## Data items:
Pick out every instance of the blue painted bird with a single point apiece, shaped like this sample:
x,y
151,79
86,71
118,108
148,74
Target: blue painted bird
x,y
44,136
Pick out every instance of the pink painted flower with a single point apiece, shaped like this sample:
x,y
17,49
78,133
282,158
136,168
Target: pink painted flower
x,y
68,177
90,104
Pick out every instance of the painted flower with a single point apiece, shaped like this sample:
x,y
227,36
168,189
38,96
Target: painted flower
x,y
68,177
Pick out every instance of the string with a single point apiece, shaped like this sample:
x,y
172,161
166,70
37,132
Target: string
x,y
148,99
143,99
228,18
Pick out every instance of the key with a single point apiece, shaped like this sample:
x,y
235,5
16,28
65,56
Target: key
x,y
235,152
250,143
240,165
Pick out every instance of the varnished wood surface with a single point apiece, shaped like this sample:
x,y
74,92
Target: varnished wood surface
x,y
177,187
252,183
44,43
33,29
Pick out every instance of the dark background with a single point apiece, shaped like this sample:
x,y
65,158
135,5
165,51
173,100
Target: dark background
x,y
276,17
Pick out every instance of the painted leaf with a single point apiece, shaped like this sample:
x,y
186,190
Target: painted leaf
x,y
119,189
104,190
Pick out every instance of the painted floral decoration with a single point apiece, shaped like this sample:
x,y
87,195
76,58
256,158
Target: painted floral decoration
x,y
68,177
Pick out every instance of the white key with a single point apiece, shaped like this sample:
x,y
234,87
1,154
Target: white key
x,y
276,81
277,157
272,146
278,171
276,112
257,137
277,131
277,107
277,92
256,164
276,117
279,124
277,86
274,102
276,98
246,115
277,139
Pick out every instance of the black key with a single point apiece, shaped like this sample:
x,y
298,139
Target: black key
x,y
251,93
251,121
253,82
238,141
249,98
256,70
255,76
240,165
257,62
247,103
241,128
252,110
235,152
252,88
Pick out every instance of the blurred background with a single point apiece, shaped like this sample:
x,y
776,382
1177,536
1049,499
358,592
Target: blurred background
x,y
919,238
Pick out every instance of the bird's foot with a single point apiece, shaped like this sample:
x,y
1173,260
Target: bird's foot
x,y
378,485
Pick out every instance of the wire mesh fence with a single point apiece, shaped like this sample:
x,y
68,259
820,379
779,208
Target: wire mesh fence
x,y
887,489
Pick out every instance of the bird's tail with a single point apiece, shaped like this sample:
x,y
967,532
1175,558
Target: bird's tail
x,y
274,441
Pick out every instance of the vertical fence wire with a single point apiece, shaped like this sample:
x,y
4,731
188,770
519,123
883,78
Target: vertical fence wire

## What you will do:
Which lines of the data include "vertical"? Copy each of them.

## Problem solution:
Pick out every instance of the vertical fence wire with a single point apiece, shaped like this sample:
Target: vertical fence wire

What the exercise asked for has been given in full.